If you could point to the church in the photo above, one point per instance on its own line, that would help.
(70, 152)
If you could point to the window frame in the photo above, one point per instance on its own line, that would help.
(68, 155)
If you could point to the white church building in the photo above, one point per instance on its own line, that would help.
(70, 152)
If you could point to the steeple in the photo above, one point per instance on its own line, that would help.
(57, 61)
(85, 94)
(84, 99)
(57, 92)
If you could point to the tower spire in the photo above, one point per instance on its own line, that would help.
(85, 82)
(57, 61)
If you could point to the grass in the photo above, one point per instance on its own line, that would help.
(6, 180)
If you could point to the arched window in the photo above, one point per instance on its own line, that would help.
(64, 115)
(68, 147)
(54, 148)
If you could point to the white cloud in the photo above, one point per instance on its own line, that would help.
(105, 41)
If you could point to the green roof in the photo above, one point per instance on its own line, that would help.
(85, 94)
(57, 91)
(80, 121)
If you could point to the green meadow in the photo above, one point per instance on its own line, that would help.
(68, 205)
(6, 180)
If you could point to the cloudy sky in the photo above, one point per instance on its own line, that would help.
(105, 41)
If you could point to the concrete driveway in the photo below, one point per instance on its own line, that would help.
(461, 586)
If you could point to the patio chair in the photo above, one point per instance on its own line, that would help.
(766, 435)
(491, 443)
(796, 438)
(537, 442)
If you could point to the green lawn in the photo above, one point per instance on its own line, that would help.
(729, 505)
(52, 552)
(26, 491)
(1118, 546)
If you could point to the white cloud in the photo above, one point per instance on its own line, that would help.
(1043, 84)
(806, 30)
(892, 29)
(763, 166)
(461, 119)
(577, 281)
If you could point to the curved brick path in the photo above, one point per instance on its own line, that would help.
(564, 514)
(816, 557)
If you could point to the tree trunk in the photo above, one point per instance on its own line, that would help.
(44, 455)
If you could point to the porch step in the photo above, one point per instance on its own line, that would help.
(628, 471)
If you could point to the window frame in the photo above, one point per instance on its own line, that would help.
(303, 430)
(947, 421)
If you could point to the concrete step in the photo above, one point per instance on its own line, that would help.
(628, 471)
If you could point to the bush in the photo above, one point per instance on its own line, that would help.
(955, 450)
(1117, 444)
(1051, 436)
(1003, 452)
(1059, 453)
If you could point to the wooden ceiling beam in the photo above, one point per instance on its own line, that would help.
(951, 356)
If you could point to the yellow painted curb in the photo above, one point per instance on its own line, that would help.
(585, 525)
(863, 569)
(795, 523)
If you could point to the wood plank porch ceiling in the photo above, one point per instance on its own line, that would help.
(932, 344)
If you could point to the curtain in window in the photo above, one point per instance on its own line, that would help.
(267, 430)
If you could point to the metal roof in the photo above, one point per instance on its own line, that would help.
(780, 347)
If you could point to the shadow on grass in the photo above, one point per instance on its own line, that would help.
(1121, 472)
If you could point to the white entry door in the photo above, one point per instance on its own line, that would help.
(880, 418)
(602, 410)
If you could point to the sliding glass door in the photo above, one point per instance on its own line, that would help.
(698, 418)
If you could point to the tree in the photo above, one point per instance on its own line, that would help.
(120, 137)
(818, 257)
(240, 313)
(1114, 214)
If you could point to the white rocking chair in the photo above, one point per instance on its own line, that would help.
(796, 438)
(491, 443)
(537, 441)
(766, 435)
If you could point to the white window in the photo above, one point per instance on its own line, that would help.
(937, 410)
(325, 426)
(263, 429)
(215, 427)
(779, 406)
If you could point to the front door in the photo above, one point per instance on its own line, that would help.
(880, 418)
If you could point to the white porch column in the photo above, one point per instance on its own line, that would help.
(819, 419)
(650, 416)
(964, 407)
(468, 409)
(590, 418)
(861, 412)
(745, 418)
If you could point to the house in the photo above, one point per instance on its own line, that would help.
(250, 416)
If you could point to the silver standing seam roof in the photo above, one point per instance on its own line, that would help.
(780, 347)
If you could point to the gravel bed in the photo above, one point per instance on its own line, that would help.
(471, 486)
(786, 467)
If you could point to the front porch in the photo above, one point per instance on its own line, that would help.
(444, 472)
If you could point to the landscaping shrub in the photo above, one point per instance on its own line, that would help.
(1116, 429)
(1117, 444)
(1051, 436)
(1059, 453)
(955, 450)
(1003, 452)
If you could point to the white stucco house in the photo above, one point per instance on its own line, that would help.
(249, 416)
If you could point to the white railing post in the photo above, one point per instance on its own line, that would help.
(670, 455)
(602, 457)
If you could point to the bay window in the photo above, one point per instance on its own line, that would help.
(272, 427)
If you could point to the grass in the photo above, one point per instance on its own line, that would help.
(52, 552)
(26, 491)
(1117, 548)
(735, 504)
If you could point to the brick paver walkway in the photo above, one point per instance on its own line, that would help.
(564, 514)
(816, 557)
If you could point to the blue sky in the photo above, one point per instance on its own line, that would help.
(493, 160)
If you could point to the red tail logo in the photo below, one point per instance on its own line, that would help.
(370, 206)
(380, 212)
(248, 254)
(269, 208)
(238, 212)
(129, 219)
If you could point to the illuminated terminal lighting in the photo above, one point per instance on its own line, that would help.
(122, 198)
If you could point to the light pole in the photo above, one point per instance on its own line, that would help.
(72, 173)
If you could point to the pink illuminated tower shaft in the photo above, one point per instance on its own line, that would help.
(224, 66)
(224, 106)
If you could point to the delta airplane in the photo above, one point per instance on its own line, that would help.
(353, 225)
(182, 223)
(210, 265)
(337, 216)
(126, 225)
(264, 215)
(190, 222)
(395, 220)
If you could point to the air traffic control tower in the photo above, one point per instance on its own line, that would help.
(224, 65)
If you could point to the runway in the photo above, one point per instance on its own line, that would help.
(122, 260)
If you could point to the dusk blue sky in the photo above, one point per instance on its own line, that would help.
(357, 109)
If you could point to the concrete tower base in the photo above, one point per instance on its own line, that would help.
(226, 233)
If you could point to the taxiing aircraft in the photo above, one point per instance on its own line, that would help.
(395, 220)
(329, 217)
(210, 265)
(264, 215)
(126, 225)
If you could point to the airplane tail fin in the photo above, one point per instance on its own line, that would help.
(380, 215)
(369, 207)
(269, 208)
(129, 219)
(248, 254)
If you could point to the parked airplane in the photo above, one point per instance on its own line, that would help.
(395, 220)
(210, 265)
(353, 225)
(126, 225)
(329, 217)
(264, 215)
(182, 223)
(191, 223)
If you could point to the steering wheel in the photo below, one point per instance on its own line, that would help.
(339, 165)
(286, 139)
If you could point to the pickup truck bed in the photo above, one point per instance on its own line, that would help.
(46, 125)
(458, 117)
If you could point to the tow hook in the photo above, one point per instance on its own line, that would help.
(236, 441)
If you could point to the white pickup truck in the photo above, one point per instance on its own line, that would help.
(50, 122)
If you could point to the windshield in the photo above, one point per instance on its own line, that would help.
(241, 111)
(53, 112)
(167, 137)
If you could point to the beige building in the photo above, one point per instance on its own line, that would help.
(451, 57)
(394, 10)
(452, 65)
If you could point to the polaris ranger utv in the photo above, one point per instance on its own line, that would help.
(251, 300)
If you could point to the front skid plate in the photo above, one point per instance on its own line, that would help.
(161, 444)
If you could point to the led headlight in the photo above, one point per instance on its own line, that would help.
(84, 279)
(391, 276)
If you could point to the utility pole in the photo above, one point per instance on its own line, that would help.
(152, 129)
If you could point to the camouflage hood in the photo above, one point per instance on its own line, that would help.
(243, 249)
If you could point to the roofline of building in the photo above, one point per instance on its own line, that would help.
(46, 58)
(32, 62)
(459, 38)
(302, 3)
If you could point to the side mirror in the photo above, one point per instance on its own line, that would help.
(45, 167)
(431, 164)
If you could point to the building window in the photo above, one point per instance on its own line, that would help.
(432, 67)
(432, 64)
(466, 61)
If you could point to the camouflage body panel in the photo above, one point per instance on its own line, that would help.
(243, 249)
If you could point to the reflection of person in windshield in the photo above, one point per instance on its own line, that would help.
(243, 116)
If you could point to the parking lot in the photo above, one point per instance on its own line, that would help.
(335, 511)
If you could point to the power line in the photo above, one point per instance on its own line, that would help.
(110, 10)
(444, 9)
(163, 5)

☆ ☆ ☆ ☆

What the task asks
Produce an exact repeat of the lines from the one containing "If you could point to the building" through the last line of the data, and nothing more.

Response to this task
If you could point to the building window in the photo above, one point per instance on its own line, that would help.
(432, 67)
(432, 64)
(466, 61)
If you could point to the camouflage body panel in the photo above, one point per instance on its own line, that would help.
(243, 249)
If you could point to the reflection of person in windshield in the photo above, one point per instance on its own line, that would help.
(243, 116)
If you could point to the parking lot in the photo above, one point per instance on its own line, that would help.
(335, 511)
If you could point to the power line in the photo above, one point per instance on its own line, that would help.
(110, 10)
(444, 9)
(163, 5)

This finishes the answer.